I know I sound like the Grinch that Stole Christmas, but most of us feel that way in January, when we have gained that 10 pounds we swore we weren’t going to gain. Usually about this time of year I am trying to tell folks to ease up on the cascade of sweets and treats that come our way through the holiday season. The struggle is real! It’s just so hard to say no to Aunt Jenny’s best pecan pie ever, even though it’s a week before Thanksgiving. Didn’t we tell ourselves ONLY at Thanksgiving dinner? Oh well, just this once….
The struggle is real!
Does it happen to you almost daily from Halloween to New Years Day? We say “just this once” almost daily. We are trying to be conscientious about our weight, but somehow it all just sneaks up on us. We want to be festive, but we also don’t want to feel miserable in January when we step on the scale. In fact, sometimes we just wear baggier clothes and decide to not worry about it until January, when we know we will be paying the price in our health and our self esteem. Is it worth it?

(Dataset rows):

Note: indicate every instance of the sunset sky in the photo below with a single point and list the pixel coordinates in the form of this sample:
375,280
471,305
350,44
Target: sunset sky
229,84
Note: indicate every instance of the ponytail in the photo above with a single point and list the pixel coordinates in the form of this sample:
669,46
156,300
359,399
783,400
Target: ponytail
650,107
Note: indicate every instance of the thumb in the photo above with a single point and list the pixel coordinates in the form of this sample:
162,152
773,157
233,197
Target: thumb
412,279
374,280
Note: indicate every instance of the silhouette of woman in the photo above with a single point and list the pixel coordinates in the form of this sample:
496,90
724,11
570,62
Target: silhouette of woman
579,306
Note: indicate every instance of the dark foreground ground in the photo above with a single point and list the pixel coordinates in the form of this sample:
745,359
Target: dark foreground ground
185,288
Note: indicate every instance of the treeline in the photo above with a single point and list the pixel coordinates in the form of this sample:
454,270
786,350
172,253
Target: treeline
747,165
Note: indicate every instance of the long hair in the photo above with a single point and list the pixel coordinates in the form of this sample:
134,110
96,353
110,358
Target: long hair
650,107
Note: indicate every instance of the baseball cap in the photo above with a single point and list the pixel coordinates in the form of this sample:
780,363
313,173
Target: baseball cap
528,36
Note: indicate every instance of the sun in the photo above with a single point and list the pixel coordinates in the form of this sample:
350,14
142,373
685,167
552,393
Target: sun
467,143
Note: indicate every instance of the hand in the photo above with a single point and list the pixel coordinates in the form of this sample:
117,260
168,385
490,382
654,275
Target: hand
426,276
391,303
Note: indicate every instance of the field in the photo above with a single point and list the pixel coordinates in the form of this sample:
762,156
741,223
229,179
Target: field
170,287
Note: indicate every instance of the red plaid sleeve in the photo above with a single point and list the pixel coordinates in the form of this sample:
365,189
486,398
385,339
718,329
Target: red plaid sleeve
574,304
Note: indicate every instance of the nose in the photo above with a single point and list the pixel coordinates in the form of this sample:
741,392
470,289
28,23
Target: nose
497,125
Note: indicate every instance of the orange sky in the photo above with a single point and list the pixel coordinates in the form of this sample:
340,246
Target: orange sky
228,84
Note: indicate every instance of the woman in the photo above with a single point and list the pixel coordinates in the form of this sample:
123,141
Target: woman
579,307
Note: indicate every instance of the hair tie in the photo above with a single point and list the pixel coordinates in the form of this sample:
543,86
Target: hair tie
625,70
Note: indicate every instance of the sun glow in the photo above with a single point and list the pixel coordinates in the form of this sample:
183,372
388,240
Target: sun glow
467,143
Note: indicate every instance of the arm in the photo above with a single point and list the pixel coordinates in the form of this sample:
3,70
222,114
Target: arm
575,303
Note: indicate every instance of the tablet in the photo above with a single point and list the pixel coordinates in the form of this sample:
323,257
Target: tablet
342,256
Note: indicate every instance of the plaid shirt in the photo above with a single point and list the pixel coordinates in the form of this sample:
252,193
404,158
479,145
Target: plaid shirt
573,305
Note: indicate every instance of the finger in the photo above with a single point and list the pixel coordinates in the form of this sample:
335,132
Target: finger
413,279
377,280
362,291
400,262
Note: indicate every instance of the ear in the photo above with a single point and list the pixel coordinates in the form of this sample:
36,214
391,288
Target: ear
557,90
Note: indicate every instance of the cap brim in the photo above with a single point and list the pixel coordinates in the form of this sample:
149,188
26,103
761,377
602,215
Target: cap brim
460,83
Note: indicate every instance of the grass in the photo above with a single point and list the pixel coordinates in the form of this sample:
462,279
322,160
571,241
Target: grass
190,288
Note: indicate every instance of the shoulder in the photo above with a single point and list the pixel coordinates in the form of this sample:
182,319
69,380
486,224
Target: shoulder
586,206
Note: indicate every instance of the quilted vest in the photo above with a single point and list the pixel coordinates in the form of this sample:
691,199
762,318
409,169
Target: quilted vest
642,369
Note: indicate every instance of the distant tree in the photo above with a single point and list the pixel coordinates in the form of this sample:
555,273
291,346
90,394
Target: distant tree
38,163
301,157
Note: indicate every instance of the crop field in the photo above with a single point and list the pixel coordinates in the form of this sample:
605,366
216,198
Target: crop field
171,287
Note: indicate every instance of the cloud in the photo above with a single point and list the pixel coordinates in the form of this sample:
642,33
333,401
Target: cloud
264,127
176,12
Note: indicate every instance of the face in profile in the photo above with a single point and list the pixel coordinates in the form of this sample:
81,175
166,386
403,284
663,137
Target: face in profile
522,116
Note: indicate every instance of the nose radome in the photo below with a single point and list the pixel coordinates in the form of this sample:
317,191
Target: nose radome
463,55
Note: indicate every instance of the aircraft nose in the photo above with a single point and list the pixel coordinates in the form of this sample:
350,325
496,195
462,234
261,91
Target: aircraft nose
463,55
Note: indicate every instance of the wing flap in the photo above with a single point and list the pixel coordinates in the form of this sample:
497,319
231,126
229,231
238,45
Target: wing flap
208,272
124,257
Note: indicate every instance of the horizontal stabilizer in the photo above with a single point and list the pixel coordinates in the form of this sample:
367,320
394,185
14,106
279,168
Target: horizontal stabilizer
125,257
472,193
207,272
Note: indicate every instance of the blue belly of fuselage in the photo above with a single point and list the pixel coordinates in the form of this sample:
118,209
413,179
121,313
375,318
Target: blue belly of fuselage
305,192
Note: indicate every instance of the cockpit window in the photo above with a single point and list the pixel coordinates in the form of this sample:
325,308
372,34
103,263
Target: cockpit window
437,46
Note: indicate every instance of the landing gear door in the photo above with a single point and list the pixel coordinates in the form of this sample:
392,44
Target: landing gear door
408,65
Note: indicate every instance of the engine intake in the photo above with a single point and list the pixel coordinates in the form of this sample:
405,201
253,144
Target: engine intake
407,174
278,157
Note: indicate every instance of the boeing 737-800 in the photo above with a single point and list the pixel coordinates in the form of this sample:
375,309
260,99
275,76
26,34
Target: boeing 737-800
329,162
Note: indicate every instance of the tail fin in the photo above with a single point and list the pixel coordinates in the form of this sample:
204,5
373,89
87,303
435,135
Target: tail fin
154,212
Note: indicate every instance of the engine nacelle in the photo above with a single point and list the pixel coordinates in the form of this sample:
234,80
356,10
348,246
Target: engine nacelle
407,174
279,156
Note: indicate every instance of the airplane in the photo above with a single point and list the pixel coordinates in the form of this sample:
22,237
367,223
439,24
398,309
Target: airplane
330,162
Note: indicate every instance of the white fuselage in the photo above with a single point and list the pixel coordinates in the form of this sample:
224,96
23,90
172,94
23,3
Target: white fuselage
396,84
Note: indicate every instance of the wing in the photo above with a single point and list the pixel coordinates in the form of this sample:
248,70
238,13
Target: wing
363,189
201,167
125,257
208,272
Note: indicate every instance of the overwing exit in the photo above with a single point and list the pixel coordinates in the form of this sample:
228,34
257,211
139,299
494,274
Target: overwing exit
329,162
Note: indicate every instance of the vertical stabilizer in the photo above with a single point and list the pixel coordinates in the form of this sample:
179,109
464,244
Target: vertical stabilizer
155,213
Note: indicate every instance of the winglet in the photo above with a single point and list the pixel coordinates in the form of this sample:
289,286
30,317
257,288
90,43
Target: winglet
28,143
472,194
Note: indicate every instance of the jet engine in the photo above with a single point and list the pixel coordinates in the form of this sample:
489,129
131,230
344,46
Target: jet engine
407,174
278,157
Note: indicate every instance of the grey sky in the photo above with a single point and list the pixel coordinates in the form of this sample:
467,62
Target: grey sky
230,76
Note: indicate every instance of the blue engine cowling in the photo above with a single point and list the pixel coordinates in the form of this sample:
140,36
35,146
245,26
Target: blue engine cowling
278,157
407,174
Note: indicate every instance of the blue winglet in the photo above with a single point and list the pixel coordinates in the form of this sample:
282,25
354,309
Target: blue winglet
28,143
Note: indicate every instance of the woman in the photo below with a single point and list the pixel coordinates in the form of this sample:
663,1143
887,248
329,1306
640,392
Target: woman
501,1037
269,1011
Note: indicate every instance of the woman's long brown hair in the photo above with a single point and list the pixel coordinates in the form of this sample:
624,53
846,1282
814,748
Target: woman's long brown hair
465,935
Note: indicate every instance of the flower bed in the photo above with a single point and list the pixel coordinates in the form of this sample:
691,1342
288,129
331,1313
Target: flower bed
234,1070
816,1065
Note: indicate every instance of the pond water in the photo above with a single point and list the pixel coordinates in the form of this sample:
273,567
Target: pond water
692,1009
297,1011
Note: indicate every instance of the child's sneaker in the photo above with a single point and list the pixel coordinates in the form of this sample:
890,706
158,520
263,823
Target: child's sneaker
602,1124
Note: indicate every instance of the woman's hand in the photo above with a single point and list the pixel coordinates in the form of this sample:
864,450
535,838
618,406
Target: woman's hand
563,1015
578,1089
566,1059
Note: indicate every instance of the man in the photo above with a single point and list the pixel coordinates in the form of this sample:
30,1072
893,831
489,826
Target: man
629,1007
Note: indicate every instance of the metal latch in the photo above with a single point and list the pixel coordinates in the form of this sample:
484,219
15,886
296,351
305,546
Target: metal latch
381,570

(Set exercise):
Reproduce everything in the holiday-sweets passage above, from "Does it happen" down to "it worth it?".

(Finished exercise):
Does it happen to you almost daily from Halloween to New Years Day? We say “just this once” almost daily. We are trying to be conscientious about our weight, but somehow it all just sneaks up on us. We want to be festive, but we also don’t want to feel miserable in January when we step on the scale. In fact, sometimes we just wear baggier clothes and decide to not worry about it until January, when we know we will be paying the price in our health and our self esteem. Is it worth it?